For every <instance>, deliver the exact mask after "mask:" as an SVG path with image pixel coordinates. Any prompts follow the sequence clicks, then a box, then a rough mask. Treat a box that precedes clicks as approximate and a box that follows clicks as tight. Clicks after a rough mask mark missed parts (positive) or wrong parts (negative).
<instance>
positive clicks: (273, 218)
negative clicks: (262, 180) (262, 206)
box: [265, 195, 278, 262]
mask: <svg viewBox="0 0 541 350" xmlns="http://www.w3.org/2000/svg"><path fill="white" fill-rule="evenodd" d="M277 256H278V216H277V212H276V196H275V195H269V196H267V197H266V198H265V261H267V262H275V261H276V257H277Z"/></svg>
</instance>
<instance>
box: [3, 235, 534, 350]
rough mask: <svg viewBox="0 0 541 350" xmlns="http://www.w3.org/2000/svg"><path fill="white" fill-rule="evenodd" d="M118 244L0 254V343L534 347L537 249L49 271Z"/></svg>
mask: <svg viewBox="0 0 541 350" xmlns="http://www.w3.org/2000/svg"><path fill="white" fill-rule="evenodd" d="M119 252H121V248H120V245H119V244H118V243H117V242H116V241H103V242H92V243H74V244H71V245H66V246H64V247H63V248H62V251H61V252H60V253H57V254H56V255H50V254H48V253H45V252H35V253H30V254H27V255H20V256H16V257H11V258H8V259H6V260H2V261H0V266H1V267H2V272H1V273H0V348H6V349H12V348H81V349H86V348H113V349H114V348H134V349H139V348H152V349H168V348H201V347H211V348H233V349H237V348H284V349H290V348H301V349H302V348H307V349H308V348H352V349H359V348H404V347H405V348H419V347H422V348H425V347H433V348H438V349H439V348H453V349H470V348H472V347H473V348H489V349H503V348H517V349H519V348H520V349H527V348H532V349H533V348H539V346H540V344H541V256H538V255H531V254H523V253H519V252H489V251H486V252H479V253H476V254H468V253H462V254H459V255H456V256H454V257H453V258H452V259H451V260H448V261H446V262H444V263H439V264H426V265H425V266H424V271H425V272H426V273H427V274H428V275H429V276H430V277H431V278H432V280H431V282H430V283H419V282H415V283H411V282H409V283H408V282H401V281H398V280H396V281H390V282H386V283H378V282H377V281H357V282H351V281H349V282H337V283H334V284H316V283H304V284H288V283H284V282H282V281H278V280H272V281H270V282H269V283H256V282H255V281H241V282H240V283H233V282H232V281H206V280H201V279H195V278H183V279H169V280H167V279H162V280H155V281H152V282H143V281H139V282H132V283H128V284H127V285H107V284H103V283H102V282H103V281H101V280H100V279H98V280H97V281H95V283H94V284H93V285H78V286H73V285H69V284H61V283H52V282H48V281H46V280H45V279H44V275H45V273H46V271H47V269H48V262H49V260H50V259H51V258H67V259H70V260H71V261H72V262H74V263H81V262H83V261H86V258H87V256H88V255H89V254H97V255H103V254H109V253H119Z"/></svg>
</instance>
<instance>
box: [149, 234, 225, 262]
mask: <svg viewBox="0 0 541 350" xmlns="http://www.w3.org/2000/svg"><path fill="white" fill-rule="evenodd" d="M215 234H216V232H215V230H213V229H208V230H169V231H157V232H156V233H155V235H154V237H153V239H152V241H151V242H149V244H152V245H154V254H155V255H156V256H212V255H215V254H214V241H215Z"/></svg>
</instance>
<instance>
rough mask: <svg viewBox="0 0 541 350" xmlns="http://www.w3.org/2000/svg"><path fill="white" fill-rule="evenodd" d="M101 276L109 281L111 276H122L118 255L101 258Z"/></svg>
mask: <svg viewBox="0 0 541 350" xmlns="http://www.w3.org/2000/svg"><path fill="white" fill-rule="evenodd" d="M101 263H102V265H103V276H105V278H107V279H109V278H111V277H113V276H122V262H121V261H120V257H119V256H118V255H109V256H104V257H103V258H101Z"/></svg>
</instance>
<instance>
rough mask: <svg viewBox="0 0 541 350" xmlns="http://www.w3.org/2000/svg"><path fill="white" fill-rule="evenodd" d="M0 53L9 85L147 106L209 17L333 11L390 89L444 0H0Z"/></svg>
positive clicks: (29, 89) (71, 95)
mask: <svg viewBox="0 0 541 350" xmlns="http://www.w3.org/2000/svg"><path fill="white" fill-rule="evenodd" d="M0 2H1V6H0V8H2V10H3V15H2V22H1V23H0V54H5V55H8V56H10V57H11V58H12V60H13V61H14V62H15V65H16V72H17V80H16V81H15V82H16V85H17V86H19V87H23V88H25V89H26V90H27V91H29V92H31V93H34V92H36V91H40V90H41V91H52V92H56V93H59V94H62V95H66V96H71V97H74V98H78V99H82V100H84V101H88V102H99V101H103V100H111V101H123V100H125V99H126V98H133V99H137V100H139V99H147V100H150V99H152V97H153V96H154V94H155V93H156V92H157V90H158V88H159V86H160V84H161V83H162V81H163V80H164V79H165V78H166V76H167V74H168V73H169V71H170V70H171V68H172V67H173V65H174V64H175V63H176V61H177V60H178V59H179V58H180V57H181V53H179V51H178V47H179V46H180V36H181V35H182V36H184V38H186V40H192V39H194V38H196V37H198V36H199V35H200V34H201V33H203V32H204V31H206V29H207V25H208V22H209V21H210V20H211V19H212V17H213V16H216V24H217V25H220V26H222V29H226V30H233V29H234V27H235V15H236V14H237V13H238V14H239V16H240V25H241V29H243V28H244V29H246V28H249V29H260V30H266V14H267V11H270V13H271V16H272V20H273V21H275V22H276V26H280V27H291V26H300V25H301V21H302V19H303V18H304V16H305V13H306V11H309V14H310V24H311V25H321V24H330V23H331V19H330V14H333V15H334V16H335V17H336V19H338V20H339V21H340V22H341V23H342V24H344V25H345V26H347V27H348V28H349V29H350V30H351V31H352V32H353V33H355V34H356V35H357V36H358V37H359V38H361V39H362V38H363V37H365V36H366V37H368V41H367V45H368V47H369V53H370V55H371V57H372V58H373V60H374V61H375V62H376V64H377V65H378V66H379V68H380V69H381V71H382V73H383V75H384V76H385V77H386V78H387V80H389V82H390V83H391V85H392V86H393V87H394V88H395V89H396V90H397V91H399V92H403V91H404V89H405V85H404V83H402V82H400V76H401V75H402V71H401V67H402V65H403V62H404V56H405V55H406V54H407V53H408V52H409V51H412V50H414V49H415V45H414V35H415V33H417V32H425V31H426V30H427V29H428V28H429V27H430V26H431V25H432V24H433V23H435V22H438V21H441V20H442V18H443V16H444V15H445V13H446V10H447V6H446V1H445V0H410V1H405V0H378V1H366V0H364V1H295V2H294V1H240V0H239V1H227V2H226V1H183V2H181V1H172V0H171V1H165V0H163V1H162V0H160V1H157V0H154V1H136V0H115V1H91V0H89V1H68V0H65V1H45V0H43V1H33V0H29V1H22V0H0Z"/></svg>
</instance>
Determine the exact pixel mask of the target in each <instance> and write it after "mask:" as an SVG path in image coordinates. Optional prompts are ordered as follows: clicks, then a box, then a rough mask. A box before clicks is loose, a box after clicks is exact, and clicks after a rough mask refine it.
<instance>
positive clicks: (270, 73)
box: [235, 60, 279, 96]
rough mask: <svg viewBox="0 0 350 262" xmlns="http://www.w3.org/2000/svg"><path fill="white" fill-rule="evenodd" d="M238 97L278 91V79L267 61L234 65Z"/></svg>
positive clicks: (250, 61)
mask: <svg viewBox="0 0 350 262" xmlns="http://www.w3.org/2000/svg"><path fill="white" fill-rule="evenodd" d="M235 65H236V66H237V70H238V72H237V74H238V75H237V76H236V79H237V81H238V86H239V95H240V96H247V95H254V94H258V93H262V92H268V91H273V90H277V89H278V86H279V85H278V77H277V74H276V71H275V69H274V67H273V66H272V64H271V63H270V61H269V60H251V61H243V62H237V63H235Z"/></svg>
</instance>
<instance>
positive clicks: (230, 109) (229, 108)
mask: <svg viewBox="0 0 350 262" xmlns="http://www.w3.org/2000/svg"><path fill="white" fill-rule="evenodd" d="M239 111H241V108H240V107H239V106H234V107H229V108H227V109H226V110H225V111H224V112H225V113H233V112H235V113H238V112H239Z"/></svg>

⁂

TASK BRIEF >>
Above are the records; copy each line from them that includes the string "then".

YOUR RESPONSE >>
For every <instance>, deliver the exact mask after "mask:" as an SVG path with image pixel coordinates. Any prompts follow the sequence clicks, then a box, then a rough mask. Treat a box that precedes clicks as approximate and a box that follows clicks as tight. Clicks after a rough mask mark missed parts (positive) or wrong parts (negative).
Determine the exact pixel mask of the target in each <instance> and write it after "mask:" as an SVG path in image coordinates. Optional prompts are ordered as follows: clicks, then a box, then a rough mask. A box before clicks is loose, a box after clicks is exact, and clicks after a rough mask refine it.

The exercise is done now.